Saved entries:
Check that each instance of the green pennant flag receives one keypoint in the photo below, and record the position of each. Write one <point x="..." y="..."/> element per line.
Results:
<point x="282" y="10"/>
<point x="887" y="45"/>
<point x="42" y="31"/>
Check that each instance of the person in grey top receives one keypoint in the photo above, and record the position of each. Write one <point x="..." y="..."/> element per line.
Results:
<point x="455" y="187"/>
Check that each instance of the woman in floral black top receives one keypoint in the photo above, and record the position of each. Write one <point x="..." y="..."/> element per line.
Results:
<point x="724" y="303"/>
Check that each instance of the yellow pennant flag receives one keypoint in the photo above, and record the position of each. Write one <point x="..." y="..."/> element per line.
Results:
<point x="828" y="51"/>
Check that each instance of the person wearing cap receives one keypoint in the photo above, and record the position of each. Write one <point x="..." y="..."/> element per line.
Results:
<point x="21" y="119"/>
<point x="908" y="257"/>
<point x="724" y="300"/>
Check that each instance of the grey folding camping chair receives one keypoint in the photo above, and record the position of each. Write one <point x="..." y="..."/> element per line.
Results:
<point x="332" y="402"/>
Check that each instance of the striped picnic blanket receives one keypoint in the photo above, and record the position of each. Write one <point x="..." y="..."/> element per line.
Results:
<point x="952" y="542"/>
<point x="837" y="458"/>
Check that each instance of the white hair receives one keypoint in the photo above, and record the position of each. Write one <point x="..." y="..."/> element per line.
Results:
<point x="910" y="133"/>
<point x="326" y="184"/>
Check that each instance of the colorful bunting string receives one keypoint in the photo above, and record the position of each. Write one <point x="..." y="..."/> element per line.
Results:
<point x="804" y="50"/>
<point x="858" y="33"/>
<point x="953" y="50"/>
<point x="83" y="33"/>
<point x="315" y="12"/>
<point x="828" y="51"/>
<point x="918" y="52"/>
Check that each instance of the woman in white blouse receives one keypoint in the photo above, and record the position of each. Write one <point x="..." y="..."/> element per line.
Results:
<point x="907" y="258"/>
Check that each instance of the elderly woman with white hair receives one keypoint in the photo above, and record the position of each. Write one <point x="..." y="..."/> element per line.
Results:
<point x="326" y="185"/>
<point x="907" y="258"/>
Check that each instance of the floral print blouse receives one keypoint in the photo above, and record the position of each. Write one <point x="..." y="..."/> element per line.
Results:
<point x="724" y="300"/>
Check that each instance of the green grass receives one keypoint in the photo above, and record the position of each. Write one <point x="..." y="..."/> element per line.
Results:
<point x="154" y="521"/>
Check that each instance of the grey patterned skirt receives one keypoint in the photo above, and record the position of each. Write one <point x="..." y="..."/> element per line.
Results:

• **THE TASK**: Output the entire set of records exactly as shown.

• **ANSWER TO THIS TASK**:
Check that each instance of the green pennant flag receives one keypoint in the photo below, and record the position of each. Write one <point x="..." y="..."/> element per line.
Results:
<point x="282" y="10"/>
<point x="887" y="45"/>
<point x="42" y="31"/>
Check that each instance of the person in grey top receives one keypoint in the photo above, and record the position of each. Write one <point x="..." y="..."/> element per line.
Results:
<point x="455" y="187"/>
Check that each instance of the woman in floral black top receives one keypoint in the photo above, and record the position of each. Write one <point x="..." y="..."/> element per line.
Results:
<point x="724" y="303"/>
Check that each instance of the yellow pennant flag receives one keypoint in the photo above, and record the position of each. Write one <point x="..." y="..."/> element per line.
Results:
<point x="828" y="51"/>
Check that each instance of the person wearing cap receives one keypoint in the photo above, and record the position of each. Write one <point x="..." y="..."/> element per line.
Results:
<point x="21" y="119"/>
<point x="908" y="257"/>
<point x="724" y="300"/>
Check that each instance of the grey folding camping chair receives one keypoint in the photo above, and record the position of each. Write one <point x="..." y="..."/> element per line.
Results:
<point x="332" y="402"/>
Check that each instance of the striped picnic blanket receives one keypoint in the photo above, and record the position of each. Write one <point x="..." y="..."/> element per line.
Results:
<point x="952" y="542"/>
<point x="837" y="458"/>
Check that each instance of the white hair receives one keypoint in the photo above, and record the position of each. Write one <point x="..." y="..."/> element per line.
Results:
<point x="910" y="133"/>
<point x="326" y="184"/>
Check that each instance of the colorful bunting string receives one keypoint in the photo above, and record the position of each. Write one <point x="..." y="..."/> element per line.
Results:
<point x="804" y="50"/>
<point x="858" y="33"/>
<point x="953" y="50"/>
<point x="83" y="33"/>
<point x="315" y="12"/>
<point x="828" y="51"/>
<point x="918" y="52"/>
Check that each instance of the woman in white blouse receives one keypoint in the photo above, and record the position of each. Write one <point x="..." y="..."/> element per line.
Results:
<point x="907" y="258"/>
Check that each instance of the elderly woman with white hair receives one keypoint in the photo above, and record the position of each. Write one <point x="..." y="..."/> element per line.
Results:
<point x="326" y="185"/>
<point x="907" y="258"/>
Check that each instance of the floral print blouse receives one keypoint in the photo above, and record the position of each. Write one <point x="..." y="..."/> element per line.
Results:
<point x="724" y="300"/>
Check that each instance of the green grass receives one keypoint in the photo above, and record the position of each. Write one <point x="..." y="..."/> element per line.
Results:
<point x="154" y="521"/>
Check that each instance of the grey patterned skirt receives one keypoint in the photo above, and record the position of each. Write one <point x="..." y="..."/> element per line.
Results:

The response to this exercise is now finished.